• EXERCISE: The expected response is the entire set of entries, copied exactly.
*** EXTRACTED RECORDS Section Begins ***
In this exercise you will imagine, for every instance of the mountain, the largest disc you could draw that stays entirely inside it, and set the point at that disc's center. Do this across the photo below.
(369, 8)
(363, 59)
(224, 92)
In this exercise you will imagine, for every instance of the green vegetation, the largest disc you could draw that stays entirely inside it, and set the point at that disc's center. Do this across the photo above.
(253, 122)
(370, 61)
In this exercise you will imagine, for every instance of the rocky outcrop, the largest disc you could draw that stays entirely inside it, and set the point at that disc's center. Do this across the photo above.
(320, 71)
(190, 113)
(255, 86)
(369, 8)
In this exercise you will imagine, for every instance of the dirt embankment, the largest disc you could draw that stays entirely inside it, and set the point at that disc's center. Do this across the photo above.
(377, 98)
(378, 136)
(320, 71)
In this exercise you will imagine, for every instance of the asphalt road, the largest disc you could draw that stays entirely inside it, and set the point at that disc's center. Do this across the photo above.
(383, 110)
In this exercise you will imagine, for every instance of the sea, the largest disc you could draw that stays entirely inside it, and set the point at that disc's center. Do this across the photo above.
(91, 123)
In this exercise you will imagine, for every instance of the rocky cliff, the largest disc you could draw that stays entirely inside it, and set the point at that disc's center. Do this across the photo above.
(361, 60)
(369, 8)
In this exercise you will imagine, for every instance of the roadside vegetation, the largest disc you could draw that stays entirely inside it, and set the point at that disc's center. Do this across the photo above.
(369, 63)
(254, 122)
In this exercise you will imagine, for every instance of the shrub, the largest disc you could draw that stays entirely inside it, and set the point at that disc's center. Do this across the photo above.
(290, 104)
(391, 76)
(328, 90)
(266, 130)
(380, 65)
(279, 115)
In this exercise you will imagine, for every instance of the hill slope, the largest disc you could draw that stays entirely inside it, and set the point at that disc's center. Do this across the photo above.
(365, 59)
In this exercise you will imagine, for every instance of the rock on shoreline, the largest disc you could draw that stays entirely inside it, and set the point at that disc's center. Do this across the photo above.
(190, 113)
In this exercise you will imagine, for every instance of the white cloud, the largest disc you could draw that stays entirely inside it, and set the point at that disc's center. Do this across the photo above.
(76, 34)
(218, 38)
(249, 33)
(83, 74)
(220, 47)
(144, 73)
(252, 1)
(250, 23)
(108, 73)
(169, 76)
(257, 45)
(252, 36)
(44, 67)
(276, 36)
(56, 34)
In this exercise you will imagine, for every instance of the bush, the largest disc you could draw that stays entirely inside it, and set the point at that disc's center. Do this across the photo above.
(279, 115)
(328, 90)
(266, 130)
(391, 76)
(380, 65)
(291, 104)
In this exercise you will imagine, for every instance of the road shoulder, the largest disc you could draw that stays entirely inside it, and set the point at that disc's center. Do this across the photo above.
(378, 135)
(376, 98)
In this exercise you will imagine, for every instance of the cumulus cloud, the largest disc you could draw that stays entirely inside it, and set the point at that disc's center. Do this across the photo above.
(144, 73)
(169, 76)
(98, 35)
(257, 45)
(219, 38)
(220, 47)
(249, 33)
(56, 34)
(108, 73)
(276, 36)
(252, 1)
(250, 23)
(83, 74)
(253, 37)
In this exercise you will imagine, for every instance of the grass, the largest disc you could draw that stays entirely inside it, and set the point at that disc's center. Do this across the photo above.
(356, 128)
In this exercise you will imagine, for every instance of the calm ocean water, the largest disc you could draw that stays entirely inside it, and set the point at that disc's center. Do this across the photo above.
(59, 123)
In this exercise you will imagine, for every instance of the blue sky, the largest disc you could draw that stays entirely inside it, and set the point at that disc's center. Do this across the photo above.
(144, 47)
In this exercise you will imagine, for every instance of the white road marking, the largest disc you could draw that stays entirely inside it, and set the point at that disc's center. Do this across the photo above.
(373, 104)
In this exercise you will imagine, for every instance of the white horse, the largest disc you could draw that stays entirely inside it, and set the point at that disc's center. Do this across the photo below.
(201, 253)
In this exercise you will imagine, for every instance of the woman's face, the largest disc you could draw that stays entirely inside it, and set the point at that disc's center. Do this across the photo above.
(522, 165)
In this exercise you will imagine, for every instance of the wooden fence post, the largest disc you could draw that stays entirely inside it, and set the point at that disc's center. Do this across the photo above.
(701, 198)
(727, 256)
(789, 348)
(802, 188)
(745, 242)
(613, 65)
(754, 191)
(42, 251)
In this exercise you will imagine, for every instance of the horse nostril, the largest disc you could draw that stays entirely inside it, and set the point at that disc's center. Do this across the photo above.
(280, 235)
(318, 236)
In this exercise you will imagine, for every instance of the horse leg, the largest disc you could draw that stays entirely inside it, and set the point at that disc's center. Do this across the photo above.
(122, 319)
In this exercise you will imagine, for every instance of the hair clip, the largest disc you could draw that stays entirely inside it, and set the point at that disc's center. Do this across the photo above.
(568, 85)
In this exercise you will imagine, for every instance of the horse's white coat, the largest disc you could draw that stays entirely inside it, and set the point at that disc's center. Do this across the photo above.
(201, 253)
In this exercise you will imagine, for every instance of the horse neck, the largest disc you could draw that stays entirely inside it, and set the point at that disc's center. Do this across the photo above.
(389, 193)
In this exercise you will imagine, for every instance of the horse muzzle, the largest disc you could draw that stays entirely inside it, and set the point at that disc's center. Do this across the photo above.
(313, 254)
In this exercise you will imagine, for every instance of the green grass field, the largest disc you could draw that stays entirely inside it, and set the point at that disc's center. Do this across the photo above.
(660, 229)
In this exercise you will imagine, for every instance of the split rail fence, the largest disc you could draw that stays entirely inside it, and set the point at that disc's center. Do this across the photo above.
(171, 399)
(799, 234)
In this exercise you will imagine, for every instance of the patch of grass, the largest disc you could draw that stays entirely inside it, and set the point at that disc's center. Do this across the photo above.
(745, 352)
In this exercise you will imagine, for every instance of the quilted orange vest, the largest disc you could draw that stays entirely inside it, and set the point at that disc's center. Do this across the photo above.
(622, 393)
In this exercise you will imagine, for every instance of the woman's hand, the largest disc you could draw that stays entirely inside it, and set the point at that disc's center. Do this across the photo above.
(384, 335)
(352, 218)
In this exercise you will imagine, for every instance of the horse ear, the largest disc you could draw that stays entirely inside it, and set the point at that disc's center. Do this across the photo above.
*** EXTRACTED RECORDS Section Ends ***
• FINISHED TASK:
In this exercise you will imagine, for every instance of the mountain, the largest disc you could draw that stays entirely inside it, and set the point at that disc's center. Do this across the photo below.
(369, 8)
(363, 59)
(224, 92)
In this exercise you will imagine, for every instance of the green vegetation, the largest disc you could draw that stays entirely inside it, and set the point at that disc's center. Do this across the photo above.
(253, 122)
(370, 61)
In this exercise you will imagine, for every instance of the rocky outcrop, the largest disc you could draw that stays entirely inside it, and set the point at that disc's center. Do this across the photo above.
(320, 71)
(190, 113)
(255, 86)
(369, 8)
In this exercise you will imagine, for every instance of the dirt embankment, the largest disc you could draw that stays entirely inside it, and set the point at that disc's center. Do this across the photo above.
(377, 98)
(378, 136)
(320, 71)
In this exercise you will imagine, for every instance of the asphalt road, the largest disc you could draw that stays entirely inside it, and set the point at that disc's center. Do this across the photo above.
(383, 110)
In this exercise you will imagine, for every instance of the sea, the largest disc you could draw that stays entirely inside it, and set the point at that disc's center. Do this across the photo above.
(91, 123)
In this exercise you will imagine, for every instance of the rocky cliff, the largest disc you could draw that stays entirely inside it, and set the point at that disc's center. Do this across the photo above.
(361, 60)
(369, 8)
In this exercise you will imagine, for every instance of the roadside vegetation, the largest disc you could draw that stays entirely inside it, and set the point at that disc's center. Do this across the photo above.
(369, 63)
(254, 122)
In this exercise you will imagine, for every instance of the shrub, the largest disc you could draw that stays entirely inside it, and set the point at that disc's center. Do this across the photo above.
(290, 104)
(391, 76)
(328, 90)
(266, 130)
(380, 65)
(279, 115)
In this exercise you will imagine, for every instance of the hill slope, the largest disc you could draw that stays entirely inside it, and set the point at that disc's center. Do this across the photo above.
(365, 59)
In this exercise you will imagine, for every instance of the rock on shoreline, the largest disc you could draw that stays entirely inside it, and set the point at that disc's center. Do this across the photo above.
(190, 113)
In this exercise you will imagine, for every instance of the white cloud, the largest disc you could draw that stays entirely inside it, and set the point at that disc's center. Do this across the photo above.
(76, 34)
(218, 38)
(249, 33)
(83, 74)
(220, 47)
(144, 73)
(252, 1)
(250, 23)
(108, 73)
(169, 76)
(257, 45)
(252, 36)
(44, 67)
(276, 36)
(56, 34)
In this exercise you will imagine, for every instance of the bush, the largest disc you could draw that stays entirely inside it, and set the point at that disc's center. Do this across the photo above.
(279, 115)
(328, 90)
(266, 130)
(391, 76)
(380, 65)
(291, 104)
In this exercise you will imagine, for every instance of the road shoulder, the largest disc you could draw that stays entirely inside it, and set the point at that disc's center. Do this across the photo above.
(378, 135)
(376, 98)
In this exercise you will imagine, for every instance of the cumulus cloud, the largest disc you could draw that stays entirely inside it, and set the point at that disc's center. Do this across the photo above.
(144, 73)
(169, 76)
(98, 35)
(257, 45)
(219, 38)
(220, 47)
(249, 33)
(56, 34)
(108, 73)
(276, 36)
(252, 1)
(250, 23)
(83, 74)
(253, 37)
In this exercise you will imagine, for every instance of the grass, the largest disc you could draw that stays entirely inside it, and set the point at that disc's center. Do this across the photo above.
(356, 128)
In this exercise you will imagine, for every instance of the calm ocean water, the largest disc you could draw that stays entirely inside it, and set the point at that disc's center. Do this across the photo above.
(59, 123)
In this exercise you will imagine, for every instance of the blue sky, the largest disc you could draw that stays entirely inside it, and set the point at that disc's center. Do this across the photo above.
(144, 47)
In this exercise you will imagine, for every instance of the white road marking, the largest disc you could draw that stays entirely inside it, and set the point at that disc's center. Do this across the photo above.
(373, 104)
In this exercise you will imagine, for every instance of the white horse, the largest disc you could draw that stays entirely inside it, and set the point at that disc's center. Do this across the photo below.
(201, 253)
In this exercise you will imagine, for every instance of the woman's face, the largest disc you could draw that stays entirely inside it, and set the point at that disc's center. Do this across the photo above.
(522, 165)
In this exercise you will imagine, for every instance of the wooden fence post, the largest disc you could draw that stays entirely inside it, and set the point at that disc's center. Do this across the photo above.
(701, 198)
(727, 256)
(789, 348)
(802, 188)
(745, 242)
(613, 65)
(754, 191)
(42, 251)
In this exercise you will imagine, for every instance of the horse nostril, the largest disc you could draw that stays entirely inside it, and set the point at that disc's center. Do this across the photo above.
(280, 235)
(318, 236)
In this exercise you will imagine, for every instance of the horse leg, the largest disc you could draw that stays entirely inside it, and set the point at that disc's center. Do this across the photo above.
(122, 319)
In this exercise you will imagine, for every instance of the hair clip, the largest disc you could draw that stays entirely inside it, and set the point at that disc's center. Do this across the photo above.
(568, 85)
In this exercise you will imagine, for every instance of the horse's white coat, the largest disc you could draw that stays entirely inside it, and set the point at that disc's center. Do this across the photo above.
(201, 253)
In this exercise you will imagine, for every instance of the horse neck, the largest disc you could draw that stays entirely inside it, and set the point at that disc's center. Do this across the photo above.
(389, 193)
In this exercise you will imagine, for every instance of the horse muzzle, the largest disc you could draw that stays entirely inside it, and set the point at that disc's center. Do this across the photo above.
(313, 254)
In this exercise you will imagine, for every instance of the green grass field, the largest disc you could draw that stays entirely inside it, and set the point at that disc's center. Do this across the photo above.
(660, 229)
In this exercise you will imagine, for every instance of the split rail fence, the largest disc you could draw that stays entirely inside it, and set the point at that disc's center. Do this across the photo above.
(171, 399)
(799, 234)
In this exercise you will imagine, for every instance of the patch of grass, the largest disc you could draw that stays entirely inside it, and set the point at that disc's center. Do this across the photo above.
(745, 352)
In this exercise you will imagine, for every instance of the quilted orange vest, the largest disc you could draw that stays entirely inside it, and set the point at that disc's center. Do this across the photo above.
(622, 393)
In this exercise you will imagine, for every instance of the woman's hand, the largest disc you could draw that stays entirely inside it, and set the point at that disc's center. Do this across the photo above.
(384, 335)
(352, 218)
In this exercise you will imagine, for every instance of the horse ear, the largest disc you could draw that stays entirely inside it, and set the point at that disc's center. Do this across the photo above.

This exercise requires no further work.